EXERCISE DESCRIPTION
Count the lines below that contain the string "muffin" and reply with only that number.

DATASET RECORDS
------------------------------------------------------------------------

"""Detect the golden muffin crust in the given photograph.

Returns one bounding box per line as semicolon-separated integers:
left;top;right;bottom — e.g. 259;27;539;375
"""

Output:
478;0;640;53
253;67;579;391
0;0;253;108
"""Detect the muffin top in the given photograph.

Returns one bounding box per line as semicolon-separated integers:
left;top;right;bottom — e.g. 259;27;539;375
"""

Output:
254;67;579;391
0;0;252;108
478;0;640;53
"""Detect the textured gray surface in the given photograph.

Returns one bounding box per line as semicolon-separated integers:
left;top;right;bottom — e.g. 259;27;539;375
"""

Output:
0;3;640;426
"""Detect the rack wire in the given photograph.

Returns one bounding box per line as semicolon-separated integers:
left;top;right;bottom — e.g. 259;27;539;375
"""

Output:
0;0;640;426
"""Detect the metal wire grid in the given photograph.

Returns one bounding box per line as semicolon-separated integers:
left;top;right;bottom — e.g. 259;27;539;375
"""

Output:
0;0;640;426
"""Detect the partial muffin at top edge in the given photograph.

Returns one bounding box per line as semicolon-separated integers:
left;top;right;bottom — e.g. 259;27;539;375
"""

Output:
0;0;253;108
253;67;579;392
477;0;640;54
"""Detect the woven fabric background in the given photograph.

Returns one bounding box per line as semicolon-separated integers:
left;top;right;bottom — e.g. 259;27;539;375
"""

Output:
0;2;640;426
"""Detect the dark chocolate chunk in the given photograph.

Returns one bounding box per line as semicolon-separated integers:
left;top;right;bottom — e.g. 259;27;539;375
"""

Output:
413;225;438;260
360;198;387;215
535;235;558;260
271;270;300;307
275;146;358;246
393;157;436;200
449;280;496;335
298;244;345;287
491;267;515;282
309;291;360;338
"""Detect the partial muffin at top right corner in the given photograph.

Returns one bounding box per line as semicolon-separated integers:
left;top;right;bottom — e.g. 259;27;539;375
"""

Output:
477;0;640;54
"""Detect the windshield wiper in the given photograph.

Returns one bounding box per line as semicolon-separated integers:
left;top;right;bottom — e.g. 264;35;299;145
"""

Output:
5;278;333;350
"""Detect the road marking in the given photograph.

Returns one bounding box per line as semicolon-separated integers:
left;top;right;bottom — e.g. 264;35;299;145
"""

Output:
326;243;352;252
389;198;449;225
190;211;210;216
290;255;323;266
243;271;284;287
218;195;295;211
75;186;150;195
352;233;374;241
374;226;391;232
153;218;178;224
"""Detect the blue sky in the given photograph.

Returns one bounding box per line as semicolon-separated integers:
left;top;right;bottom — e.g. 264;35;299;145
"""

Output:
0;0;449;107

------------------------------------------------------------------------

WRITTEN RESPONSE
4